----- EXCERPT PROVIDED -----

When I finally got around to reading the newspaper I was highly excited by the article in the Review about St Etienne's film of the Lower Lea Valley, What Have you Done Today, Mervyn Day? . The very area I went through by train last night. I recognised the picture of the abandoned scrap yard and blocks of flats (until they installed security doors C. used to run up and down them). I laughed out loud at the graffito on the blue bridge 'FUCK SEB COE' (says it all).

When I saw mention of influences from Cohen's London Nobody Knows I knew this was a film for me. All I could think is when is it on? Where? While the PC fired up I tried to think who would go with me? Geordie J? The Gardener? Pat? To hell with it; if I could get a ticket I'd be there on my own.

Once on the Barbican website, I clicked on the link and was instructed to choose my seat. NO! There were none left. I can cope with watching the film without listening to St Etienne live afterwards (I have no idea what 'post-acid house beats' fused with 'Sixties British pop' sounds like) so looked for alternative dates or venues. Nothing.

I am determined it will be out there somewhere. I am now on a mission to find it. Help will be greatly appreciated.

-----

_TO-DO LIST_
• 1. Please repeat the passage about the St Etienne film word for word, starting at "When I saw mention" and ending at "be greatly appreciated.".
• 2. Go on with the passage about the St Etienne film from its last sentence.

----- DATA ROWS -----

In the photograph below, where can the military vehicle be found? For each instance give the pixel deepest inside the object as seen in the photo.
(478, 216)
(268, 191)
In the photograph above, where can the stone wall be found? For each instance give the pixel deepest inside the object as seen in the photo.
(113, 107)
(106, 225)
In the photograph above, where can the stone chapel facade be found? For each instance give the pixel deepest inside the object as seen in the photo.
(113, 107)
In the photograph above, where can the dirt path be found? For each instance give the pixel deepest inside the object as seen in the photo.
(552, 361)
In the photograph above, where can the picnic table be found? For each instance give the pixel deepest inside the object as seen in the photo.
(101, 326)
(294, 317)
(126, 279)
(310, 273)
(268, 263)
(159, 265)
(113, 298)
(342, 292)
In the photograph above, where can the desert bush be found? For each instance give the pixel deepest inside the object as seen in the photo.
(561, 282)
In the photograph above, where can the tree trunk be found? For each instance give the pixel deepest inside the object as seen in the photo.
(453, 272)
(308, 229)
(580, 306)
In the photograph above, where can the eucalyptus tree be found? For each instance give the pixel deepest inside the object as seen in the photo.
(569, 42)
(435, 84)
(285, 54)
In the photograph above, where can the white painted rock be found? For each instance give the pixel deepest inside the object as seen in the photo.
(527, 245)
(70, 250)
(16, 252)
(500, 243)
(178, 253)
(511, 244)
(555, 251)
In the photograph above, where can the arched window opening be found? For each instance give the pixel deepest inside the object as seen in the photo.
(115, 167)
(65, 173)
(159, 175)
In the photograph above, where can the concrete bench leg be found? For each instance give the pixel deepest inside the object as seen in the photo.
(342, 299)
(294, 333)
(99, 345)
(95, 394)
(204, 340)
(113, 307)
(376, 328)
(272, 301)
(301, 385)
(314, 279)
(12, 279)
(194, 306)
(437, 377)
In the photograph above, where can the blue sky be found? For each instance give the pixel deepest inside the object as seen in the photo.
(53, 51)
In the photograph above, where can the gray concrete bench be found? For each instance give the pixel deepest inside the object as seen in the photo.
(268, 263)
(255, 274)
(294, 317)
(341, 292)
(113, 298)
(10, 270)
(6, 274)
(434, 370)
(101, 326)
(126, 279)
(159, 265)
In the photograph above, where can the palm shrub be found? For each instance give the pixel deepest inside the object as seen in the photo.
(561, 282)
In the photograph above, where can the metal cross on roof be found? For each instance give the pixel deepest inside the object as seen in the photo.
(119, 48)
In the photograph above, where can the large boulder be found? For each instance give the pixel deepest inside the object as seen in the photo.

-----

_THE REPLIES_
• 1.
When I saw mention of influences from Cohen's London Nobody Knows I knew this was a film for me. All I could think is when is it on? Where? While the PC fired up I tried to think who would go with me? Geordie J? The Gardener? Pat? To hell with it; if I could get a ticket I'd be there on my own.

Once on the Barbican website, I clicked on the link and was instructed to choose my seat. NO! There were none left. I can cope with watching the film without listening to St Etienne live afterwards (I have no idea what 'post-acid house beats' fused with 'Sixties British pop' sounds like) so looked for alternative dates or venues. Nothing.

I am determined it will be out there somewhere. I am now on a mission to find it. Help will be greatly appreciated.

• 2.
October Half-Term Day One

The sky, gently glowing orange and pink, was mostly obscured by banks of static pale grey cloud. The Silverlink platform at West Ham was obscured by the hordes returning home.

Anxious that we might miss the train which skirts round the edge of Zone 1 to North London we ran down the stairs, up the escalator and down the next flight of stairs to be faced with a sea of people and an announcement that the train was running approximately seven minutes late. Spotting the train heading in the opposite direction we jumped on and changed at Canning Town. We boarded our train calmly and chose two seats together. We had avoided the scrum at West Ham; the surge at the doors, the well aimed elbows and treading on toes.

Hackney Wick, derelict but for the council blocks, soon to be transformed for the Olympics. I've yet to meet a positive local. Lost allotments, warehouses and higher council taxes. 'What's in it for us?' they cry plaintively. (No-one is listening).

At Dalston we wrinkled up our noses as the smell of rotting veg, fish and meat wafted across from the market and through the train doors. The well-known market serves the Afro-Caribbean community; many a strange item can be found.

The Portuguese girl next to me was reading a textbook: Parabolic Solar Thermal Conditioner headed Chapter 4. I was really rather impressed. English is my first language and I didn't have a scooby what that meant.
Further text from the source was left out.